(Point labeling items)
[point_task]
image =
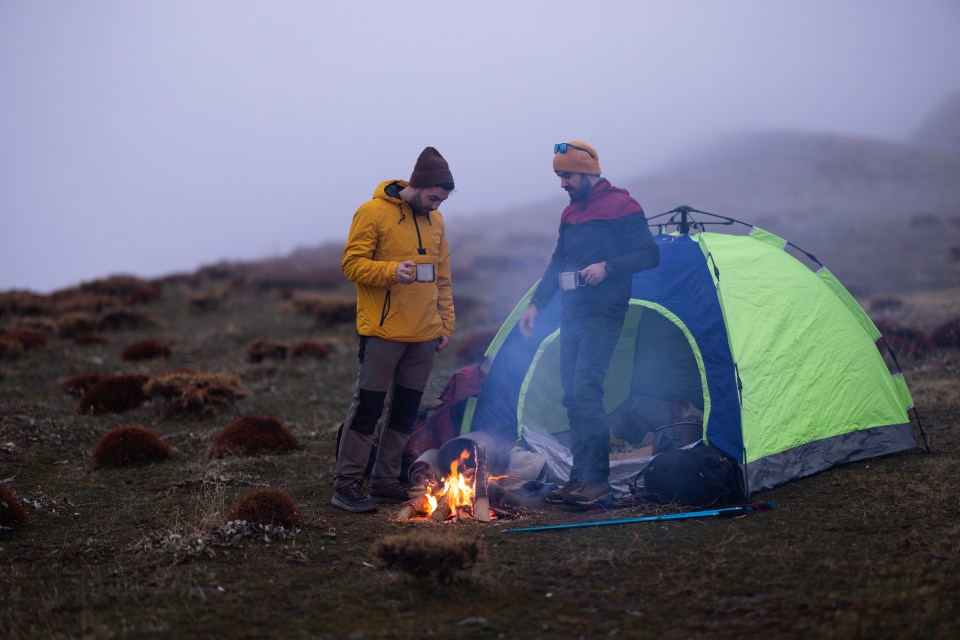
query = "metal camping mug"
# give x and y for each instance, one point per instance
(426, 272)
(571, 280)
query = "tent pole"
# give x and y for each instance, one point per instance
(728, 512)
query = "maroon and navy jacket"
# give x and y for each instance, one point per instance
(608, 225)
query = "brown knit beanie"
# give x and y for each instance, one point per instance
(579, 157)
(431, 170)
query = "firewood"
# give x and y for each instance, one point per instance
(442, 512)
(414, 507)
(481, 503)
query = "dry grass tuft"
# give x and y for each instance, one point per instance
(431, 558)
(11, 511)
(946, 334)
(268, 506)
(29, 338)
(146, 350)
(266, 349)
(313, 348)
(77, 385)
(114, 394)
(130, 445)
(251, 435)
(326, 310)
(196, 393)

■ Exercise instructions
Recast every line of the items above as a Markdown table with two columns, Row and Line, numbering the rows and skipping any blank lines. Leave the pictures out of the table.

■ Problem solution
| Row | Line |
|---|---|
| 1 | [point_task] |
| 2 | image = |
| 3 | query = "metal camping mug" |
| 4 | # give x and y for each instance, one point per instance |
| 5 | (426, 272) |
| 6 | (571, 280) |
| 7 | query = "tent pole" |
| 8 | # give x and y for each instance, one point per instance |
| 9 | (728, 512) |
| 10 | query = "maroon and navy jacket" |
| 11 | # give x and y for each instance, one point per instance |
| 12 | (608, 225) |
| 13 | query = "brown knit beanie" |
| 14 | # give x and y for each instance, one point per instance |
| 15 | (579, 157) |
| 16 | (431, 170) |
| 17 | query = "firewood" |
| 18 | # give x and y for each instance, one point per instance |
| 19 | (442, 512) |
| 20 | (414, 507) |
| 21 | (481, 503) |
| 22 | query = "dry grass tuft" |
| 23 | # give x and y for each instance, one point per instance |
| 24 | (431, 558) |
| 25 | (11, 511) |
| 26 | (946, 334) |
| 27 | (268, 506) |
| 28 | (29, 338) |
| 29 | (146, 350) |
| 30 | (266, 349) |
| 31 | (313, 348) |
| 32 | (77, 385) |
| 33 | (114, 394) |
| 34 | (130, 445) |
| 35 | (251, 435) |
| 36 | (326, 310) |
| 37 | (196, 393) |